» **EXERCISE DATA**:
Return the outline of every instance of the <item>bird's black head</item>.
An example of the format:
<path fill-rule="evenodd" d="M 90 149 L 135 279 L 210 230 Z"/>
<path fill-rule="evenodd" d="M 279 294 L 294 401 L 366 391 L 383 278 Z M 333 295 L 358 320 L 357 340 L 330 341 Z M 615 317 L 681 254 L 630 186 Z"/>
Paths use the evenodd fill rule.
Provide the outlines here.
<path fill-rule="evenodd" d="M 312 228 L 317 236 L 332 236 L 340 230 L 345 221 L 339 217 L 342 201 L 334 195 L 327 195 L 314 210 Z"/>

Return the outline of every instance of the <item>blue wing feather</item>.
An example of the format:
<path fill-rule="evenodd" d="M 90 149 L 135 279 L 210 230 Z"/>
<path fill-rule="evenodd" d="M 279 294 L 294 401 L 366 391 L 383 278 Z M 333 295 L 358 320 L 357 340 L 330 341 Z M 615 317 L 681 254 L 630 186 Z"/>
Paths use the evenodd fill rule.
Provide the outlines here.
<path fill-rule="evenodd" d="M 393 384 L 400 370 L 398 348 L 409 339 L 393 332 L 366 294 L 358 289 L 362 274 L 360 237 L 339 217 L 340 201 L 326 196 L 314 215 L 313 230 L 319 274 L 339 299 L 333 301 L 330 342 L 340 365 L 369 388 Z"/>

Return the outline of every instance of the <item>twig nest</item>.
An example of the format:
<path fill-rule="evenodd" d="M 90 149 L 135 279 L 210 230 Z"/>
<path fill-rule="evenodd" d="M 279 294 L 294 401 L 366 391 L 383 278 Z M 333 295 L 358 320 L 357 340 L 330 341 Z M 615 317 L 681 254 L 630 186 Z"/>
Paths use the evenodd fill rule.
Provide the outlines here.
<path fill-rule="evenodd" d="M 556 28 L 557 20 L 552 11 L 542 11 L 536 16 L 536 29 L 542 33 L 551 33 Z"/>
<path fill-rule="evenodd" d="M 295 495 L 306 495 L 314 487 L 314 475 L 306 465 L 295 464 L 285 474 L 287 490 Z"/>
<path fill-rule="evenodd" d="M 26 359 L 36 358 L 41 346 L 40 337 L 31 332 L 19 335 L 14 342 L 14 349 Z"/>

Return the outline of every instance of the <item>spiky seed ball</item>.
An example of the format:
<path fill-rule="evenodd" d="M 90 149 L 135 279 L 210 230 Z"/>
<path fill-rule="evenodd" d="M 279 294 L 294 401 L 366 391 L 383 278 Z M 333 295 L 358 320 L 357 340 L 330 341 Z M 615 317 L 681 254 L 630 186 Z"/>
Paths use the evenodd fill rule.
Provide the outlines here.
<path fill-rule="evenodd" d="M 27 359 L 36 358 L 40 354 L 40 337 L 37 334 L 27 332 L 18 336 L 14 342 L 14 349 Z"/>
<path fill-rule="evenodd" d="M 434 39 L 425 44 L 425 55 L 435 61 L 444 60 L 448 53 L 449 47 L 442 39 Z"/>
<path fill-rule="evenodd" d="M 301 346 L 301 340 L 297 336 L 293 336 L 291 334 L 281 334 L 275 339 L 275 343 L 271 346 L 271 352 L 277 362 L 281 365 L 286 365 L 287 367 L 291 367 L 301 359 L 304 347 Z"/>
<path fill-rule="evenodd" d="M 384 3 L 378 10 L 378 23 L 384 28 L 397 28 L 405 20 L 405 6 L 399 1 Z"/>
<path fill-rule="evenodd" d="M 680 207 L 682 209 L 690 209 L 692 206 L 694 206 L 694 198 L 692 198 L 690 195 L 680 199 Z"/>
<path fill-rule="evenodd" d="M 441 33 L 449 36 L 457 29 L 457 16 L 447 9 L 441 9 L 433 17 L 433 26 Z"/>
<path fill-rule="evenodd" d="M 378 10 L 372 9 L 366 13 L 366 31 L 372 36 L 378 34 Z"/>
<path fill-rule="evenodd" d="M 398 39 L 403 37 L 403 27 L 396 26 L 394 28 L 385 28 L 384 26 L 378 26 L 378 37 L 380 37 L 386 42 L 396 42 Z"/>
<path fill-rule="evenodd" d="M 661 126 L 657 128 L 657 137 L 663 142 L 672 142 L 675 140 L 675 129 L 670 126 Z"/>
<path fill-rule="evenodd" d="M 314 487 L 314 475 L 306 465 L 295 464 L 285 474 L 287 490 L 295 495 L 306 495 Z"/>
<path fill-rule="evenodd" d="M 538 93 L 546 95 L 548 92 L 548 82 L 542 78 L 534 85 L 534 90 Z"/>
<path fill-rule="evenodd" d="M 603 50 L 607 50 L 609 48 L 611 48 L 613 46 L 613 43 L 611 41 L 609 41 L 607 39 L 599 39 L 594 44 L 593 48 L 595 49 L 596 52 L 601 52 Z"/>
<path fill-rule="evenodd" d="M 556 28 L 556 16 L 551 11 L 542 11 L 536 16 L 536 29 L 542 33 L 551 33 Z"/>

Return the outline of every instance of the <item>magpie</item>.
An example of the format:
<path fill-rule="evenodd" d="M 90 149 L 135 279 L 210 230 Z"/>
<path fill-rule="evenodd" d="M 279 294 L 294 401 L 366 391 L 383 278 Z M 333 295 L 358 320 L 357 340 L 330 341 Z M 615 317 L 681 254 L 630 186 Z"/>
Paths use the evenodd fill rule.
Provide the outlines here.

» **GIVEN INSTRUCTION**: Copy the records from their first line through the line containing "393 384 L 400", both ends included, and change every "Provide" to "Give". Leave all other text unchanged.

» **COMPLETE RESPONSE**:
Return the outline of every instance of the <item>bird's black head</item>.
An example of the format:
<path fill-rule="evenodd" d="M 90 149 L 135 279 L 210 230 Z"/>
<path fill-rule="evenodd" d="M 279 294 L 294 401 L 366 391 L 383 278 Z M 333 295 L 358 320 L 357 340 L 330 341 Z M 615 317 L 681 254 L 630 186 Z"/>
Paths use the evenodd fill rule.
Give the outlines here.
<path fill-rule="evenodd" d="M 312 228 L 317 236 L 332 236 L 340 230 L 345 221 L 339 217 L 342 201 L 334 195 L 327 195 L 314 210 Z"/>

Return the outline of every instance of the <item>blue wing feather</item>.
An example of the format:
<path fill-rule="evenodd" d="M 90 149 L 135 279 L 210 230 Z"/>
<path fill-rule="evenodd" d="M 279 294 L 294 401 L 366 391 L 383 278 Z M 333 295 L 358 320 L 357 340 L 330 341 Z M 615 317 L 681 254 L 630 186 Z"/>
Paths use the evenodd fill rule.
Give the outlines here.
<path fill-rule="evenodd" d="M 393 384 L 400 370 L 398 348 L 409 339 L 393 332 L 366 294 L 358 289 L 362 274 L 360 237 L 339 217 L 340 201 L 326 196 L 314 215 L 313 230 L 319 274 L 339 299 L 333 301 L 330 342 L 340 365 L 369 388 Z"/>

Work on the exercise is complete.